> **Requirements**: Copy the lines of the records word for word, from the line with "of the long" to the line with "Target: gazebo roof", both ends included. Leave the pictures out of your copy.

◆ ◆ ◆ ◆

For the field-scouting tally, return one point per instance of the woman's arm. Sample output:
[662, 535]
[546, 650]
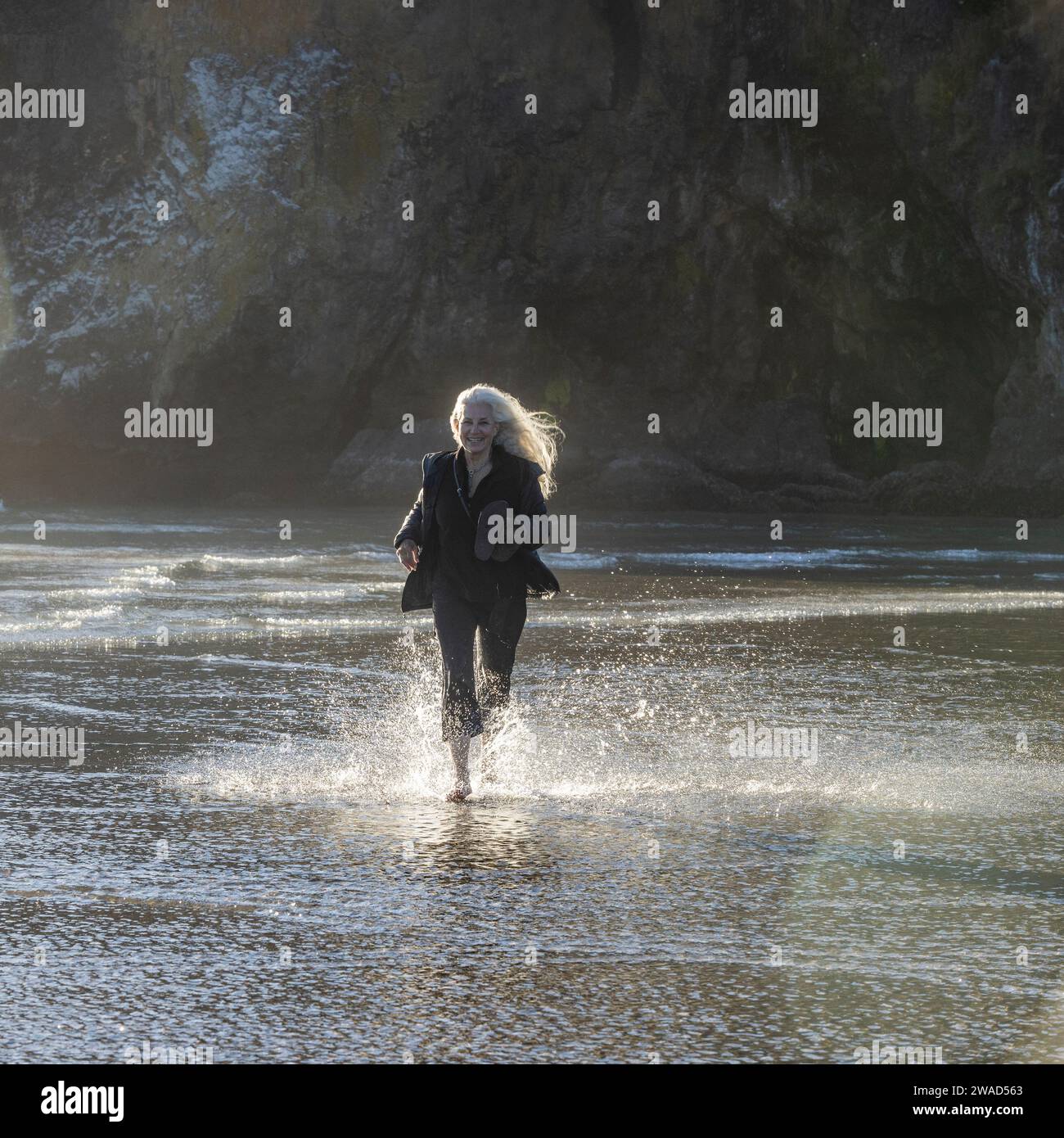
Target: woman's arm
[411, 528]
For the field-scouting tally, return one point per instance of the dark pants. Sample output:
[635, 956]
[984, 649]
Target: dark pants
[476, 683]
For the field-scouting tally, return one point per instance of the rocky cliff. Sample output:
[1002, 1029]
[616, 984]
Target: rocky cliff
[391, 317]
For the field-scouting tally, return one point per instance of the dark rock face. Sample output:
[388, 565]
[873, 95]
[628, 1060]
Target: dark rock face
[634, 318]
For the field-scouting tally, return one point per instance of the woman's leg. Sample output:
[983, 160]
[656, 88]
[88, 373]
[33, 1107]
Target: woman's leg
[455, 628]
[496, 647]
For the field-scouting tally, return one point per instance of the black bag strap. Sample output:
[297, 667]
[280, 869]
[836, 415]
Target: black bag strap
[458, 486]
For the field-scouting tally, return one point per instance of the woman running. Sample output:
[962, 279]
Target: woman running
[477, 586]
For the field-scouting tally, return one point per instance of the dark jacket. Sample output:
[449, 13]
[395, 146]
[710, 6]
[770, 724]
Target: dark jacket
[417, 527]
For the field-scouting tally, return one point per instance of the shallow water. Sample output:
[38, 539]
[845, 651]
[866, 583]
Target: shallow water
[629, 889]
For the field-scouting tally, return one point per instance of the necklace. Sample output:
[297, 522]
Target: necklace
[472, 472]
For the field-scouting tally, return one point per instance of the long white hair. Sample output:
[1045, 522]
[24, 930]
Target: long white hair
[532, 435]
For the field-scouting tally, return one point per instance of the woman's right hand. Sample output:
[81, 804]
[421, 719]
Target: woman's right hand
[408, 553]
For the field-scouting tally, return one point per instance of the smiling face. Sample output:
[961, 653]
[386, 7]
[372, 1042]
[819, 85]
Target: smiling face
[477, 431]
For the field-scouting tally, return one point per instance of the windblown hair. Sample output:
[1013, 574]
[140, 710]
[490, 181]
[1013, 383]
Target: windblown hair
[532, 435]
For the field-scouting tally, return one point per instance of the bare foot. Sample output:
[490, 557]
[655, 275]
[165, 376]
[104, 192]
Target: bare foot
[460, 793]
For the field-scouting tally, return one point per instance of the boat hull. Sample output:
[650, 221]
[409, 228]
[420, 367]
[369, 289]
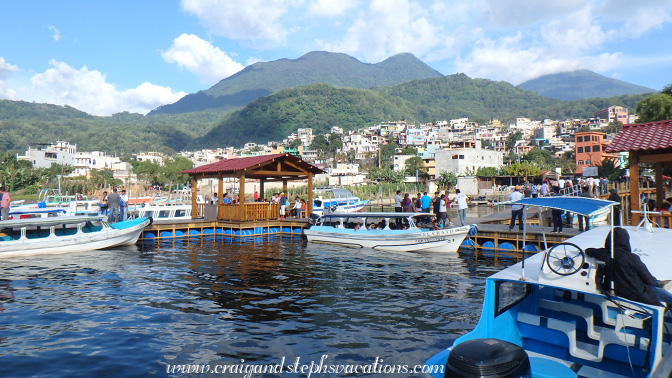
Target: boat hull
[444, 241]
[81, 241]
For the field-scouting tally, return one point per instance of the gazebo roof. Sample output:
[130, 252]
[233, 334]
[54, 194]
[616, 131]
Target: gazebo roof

◆ ◆ ◆ ◆

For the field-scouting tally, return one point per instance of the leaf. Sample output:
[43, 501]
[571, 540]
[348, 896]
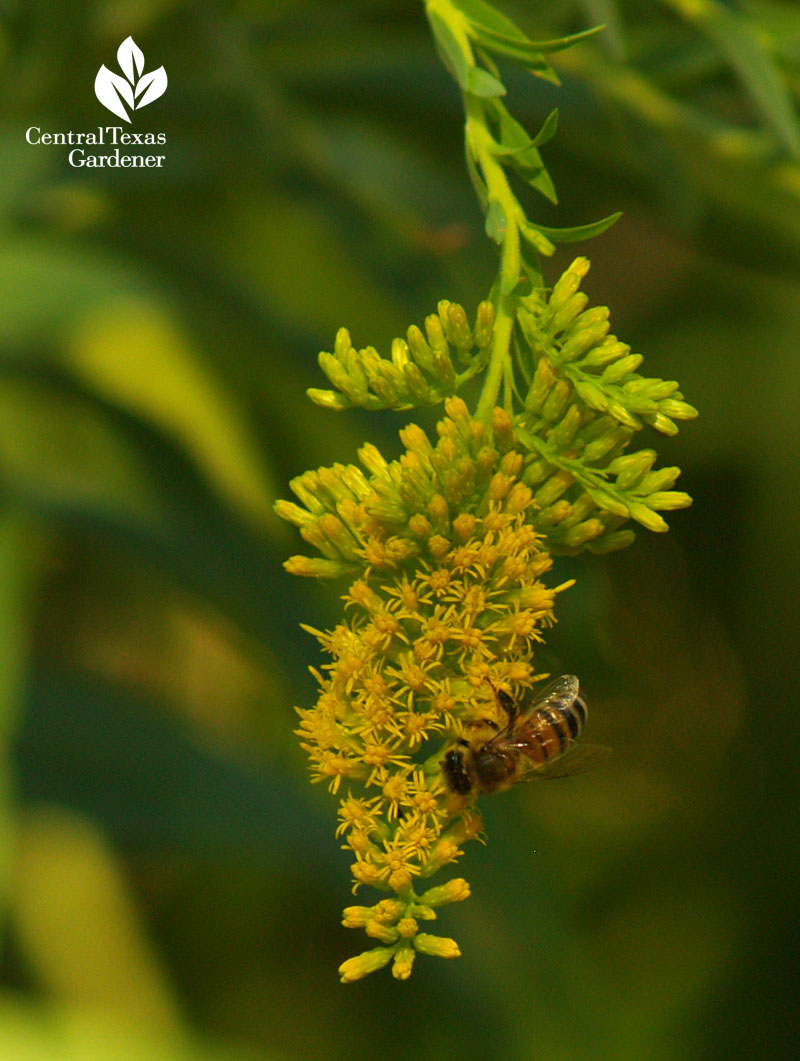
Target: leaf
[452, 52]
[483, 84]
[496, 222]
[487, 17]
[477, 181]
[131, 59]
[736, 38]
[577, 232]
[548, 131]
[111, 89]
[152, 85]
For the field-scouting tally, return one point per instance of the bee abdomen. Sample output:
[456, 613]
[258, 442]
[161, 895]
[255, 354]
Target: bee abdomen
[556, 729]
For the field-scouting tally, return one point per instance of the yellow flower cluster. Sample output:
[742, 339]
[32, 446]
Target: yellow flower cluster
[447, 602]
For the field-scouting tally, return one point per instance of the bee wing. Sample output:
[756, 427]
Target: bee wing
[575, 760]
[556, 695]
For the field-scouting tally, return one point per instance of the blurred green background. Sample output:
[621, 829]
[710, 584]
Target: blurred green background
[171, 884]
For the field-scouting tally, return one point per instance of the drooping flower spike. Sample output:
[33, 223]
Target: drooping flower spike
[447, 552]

◆ ◆ ◆ ◆

> **In response**:
For the field-scouting tally, return one point per instance of the long white hair. Sample output:
[1045, 522]
[24, 930]
Target: long white hair
[532, 435]
For the field-scouting tally, return one point per instance of the woman's right hand. Sample output:
[81, 804]
[421, 719]
Target: woman's right hand
[408, 553]
For the field-scouting tally, return one point per instance of the smiling face. Sample output:
[961, 653]
[386, 7]
[372, 1042]
[819, 85]
Target: smiling face
[477, 431]
For the field-scouting tally, return one point per instance of the windblown hair. Sample output:
[1013, 574]
[140, 710]
[490, 181]
[1013, 383]
Target: windblown hair
[532, 435]
For the field-scouting tally, return one point per instance of the bare foot. Sample output:
[490, 557]
[655, 275]
[165, 376]
[104, 192]
Target: bare foot
[460, 793]
For the field-scouting tally, return one point per instance of the boat hull. Sample output:
[650, 221]
[409, 228]
[420, 367]
[369, 289]
Target: boat hull
[444, 241]
[81, 241]
For the field-scouting tally, return one point per instance of the gazebo roof. Sample output:
[130, 252]
[233, 334]
[54, 194]
[616, 131]
Target: gazebo roof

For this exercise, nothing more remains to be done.